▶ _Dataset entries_
····················

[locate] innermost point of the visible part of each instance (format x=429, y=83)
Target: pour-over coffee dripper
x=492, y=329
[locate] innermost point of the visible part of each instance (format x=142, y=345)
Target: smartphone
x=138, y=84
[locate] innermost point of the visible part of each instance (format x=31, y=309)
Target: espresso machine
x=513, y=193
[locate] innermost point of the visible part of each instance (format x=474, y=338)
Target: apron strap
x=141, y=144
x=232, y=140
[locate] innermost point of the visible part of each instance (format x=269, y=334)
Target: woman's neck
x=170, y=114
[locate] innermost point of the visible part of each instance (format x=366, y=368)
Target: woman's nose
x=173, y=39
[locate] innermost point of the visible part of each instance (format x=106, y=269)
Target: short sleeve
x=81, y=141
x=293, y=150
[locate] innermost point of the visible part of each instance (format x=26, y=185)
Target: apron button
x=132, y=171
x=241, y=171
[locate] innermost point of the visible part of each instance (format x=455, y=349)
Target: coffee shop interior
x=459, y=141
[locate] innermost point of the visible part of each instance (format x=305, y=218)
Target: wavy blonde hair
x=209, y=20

····················

▶ _WHAT YOU WILL DO_
Copy the line containing "Target: pour-over coffee dripper" and every line after it, through the last line of the records. Include nothing else.

▶ _TASK RESPONSE_
Target: pour-over coffee dripper
x=492, y=329
[locate] innermost point of the visible part of each instance (format x=142, y=345)
Target: smartphone
x=138, y=84
[locate] innermost point of the visible part of each instance (format x=31, y=309)
Target: espresso machine
x=513, y=193
[locate] innermost point of the visible part of each instance (format x=474, y=338)
Target: apron strap
x=141, y=144
x=232, y=140
[locate] innermost point of the visible part of each instance (format x=269, y=334)
Target: woman's neck
x=170, y=114
[locate] innermost point of the visible part of each instance (format x=366, y=368)
Target: woman's nose
x=173, y=39
[locate] innermost point of the visible part of each instance (format x=106, y=269)
Target: short sleeve
x=81, y=141
x=293, y=150
[locate] innermost point of the visible part of each instance (format x=26, y=185)
Target: apron button
x=132, y=171
x=241, y=171
[locate] innermost point of the visible part of each instance (format x=455, y=349)
Target: coffee shop interior
x=459, y=141
[locate] innermost point of the visible part of each instance (format x=305, y=218)
Target: wavy blonde hair
x=209, y=20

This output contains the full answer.